-------- Information provided

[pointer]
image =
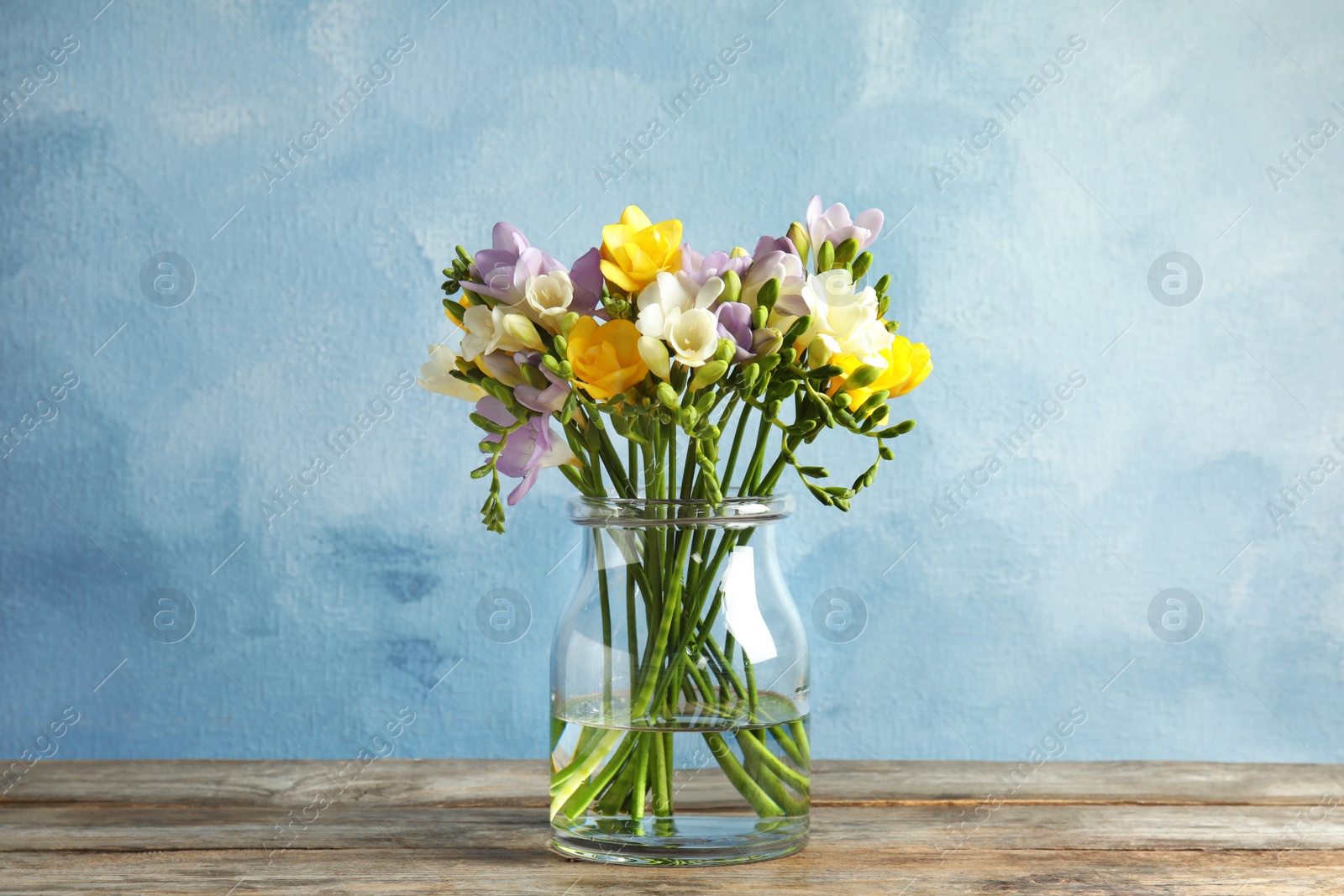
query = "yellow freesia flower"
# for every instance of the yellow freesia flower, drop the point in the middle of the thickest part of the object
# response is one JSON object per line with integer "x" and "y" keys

----------------

### Requirement
Above are the entries; copy out every line among them that contains the word "flower".

### Solution for this exercise
query = "yellow freesia flower"
# for every instance of the yellow freesia flower, drop the point in the middle of the thickest part of the object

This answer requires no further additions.